Your instructions: The required output is the line that contains "Question. Give the pixel coordinates of a point on the training" and every line after it, each written out exactly, up to the end of the entries.

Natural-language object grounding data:
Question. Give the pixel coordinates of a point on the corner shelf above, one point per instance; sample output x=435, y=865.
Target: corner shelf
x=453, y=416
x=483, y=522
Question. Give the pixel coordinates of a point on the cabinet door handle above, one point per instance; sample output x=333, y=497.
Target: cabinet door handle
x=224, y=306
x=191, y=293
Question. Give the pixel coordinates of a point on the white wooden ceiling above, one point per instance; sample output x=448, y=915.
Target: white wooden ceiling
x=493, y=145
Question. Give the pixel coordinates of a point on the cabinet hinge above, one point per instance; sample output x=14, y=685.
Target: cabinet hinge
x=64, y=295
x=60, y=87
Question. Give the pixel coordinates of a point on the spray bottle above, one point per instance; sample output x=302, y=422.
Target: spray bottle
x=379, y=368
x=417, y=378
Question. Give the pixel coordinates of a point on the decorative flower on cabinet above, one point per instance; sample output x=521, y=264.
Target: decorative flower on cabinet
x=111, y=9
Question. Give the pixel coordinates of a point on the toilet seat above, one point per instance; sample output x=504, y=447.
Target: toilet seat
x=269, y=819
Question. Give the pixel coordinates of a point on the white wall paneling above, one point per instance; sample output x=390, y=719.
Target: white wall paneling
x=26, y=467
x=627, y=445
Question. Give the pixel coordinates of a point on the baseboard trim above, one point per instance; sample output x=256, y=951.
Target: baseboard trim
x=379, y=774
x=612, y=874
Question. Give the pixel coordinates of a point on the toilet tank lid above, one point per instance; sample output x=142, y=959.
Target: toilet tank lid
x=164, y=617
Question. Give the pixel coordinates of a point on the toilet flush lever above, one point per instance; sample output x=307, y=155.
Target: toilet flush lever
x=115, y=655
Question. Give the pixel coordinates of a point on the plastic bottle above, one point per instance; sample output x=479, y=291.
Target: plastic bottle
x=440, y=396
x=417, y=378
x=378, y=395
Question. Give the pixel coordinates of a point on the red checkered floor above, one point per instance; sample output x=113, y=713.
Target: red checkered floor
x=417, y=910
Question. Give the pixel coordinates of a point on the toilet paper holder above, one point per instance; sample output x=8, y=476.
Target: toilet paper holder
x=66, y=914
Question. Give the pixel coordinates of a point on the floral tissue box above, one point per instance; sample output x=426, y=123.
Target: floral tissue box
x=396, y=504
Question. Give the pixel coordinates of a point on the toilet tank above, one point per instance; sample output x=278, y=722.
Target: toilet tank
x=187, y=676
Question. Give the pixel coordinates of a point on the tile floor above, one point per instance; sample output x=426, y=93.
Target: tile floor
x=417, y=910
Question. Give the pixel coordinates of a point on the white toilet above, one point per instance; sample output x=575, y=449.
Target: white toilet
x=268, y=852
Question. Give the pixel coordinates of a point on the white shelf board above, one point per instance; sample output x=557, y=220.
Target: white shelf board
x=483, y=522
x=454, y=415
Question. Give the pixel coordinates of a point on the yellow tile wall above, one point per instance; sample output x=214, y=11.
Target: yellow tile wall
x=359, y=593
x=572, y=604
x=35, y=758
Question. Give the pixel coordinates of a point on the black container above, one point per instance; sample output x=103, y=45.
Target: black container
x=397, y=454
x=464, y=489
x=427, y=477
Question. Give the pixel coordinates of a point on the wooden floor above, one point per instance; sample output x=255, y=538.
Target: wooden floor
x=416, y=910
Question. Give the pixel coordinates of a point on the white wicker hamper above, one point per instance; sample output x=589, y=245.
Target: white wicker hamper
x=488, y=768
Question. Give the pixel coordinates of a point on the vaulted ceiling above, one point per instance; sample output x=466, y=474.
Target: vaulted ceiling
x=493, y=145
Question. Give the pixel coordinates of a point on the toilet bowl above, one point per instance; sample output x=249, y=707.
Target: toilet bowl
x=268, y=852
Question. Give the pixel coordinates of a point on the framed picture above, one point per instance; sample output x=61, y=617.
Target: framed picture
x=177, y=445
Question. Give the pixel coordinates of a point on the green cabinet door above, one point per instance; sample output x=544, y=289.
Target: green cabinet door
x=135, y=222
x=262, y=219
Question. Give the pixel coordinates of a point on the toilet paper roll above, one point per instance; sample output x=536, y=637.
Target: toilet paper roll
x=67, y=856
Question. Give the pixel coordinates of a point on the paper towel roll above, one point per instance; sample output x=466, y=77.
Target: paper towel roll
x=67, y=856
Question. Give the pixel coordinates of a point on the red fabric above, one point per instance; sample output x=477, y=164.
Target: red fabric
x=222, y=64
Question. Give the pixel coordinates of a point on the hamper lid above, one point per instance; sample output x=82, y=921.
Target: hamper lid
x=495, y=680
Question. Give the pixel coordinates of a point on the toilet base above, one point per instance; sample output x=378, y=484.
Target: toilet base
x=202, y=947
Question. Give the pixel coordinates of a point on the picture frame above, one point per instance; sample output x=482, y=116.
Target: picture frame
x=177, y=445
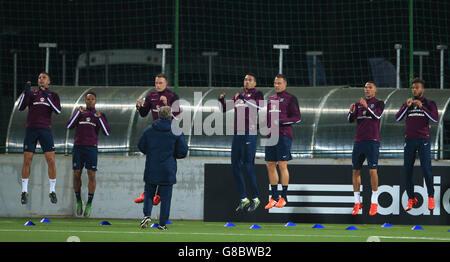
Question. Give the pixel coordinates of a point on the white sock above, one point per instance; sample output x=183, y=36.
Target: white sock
x=52, y=184
x=374, y=197
x=356, y=194
x=24, y=184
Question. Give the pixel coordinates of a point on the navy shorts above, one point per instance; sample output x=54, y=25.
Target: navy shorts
x=33, y=135
x=84, y=156
x=365, y=149
x=279, y=152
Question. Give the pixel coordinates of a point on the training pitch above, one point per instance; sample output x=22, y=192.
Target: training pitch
x=121, y=230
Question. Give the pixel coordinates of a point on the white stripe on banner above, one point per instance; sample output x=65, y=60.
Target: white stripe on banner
x=312, y=210
x=317, y=199
x=322, y=199
x=318, y=187
x=73, y=119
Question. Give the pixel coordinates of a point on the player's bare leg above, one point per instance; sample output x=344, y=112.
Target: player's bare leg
x=284, y=177
x=77, y=189
x=50, y=158
x=27, y=159
x=356, y=181
x=374, y=183
x=273, y=180
x=91, y=190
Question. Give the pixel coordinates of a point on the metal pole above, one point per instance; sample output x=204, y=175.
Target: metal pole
x=397, y=82
x=63, y=53
x=163, y=61
x=441, y=139
x=106, y=68
x=442, y=48
x=421, y=54
x=47, y=47
x=210, y=56
x=14, y=52
x=314, y=54
x=411, y=41
x=176, y=42
x=280, y=60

Result below:
Question. Give the pixel coordinates of a point on the training pitch above, one point per instance; sample output x=22, y=192.
Target: training pitch
x=121, y=230
Question. Give the pixel coordinates of a point on the white stripe on banner above, one point per instance; sample output x=65, y=60.
Target: white stripe on banner
x=312, y=210
x=317, y=199
x=322, y=199
x=318, y=187
x=73, y=119
Question. Give the pixel coordinates of a point on the player's bare leg above, one point per instance; sample output x=344, y=112.
Target: player's bare leg
x=284, y=177
x=77, y=189
x=50, y=158
x=27, y=159
x=356, y=181
x=374, y=183
x=273, y=180
x=91, y=190
Question. Give the pixel coordinates of a point on the metal pole above, one point per instance; sample output x=204, y=175.
Target: metal pole
x=397, y=82
x=63, y=53
x=163, y=61
x=441, y=139
x=106, y=68
x=442, y=48
x=421, y=54
x=47, y=47
x=210, y=56
x=14, y=52
x=314, y=54
x=411, y=41
x=176, y=42
x=280, y=60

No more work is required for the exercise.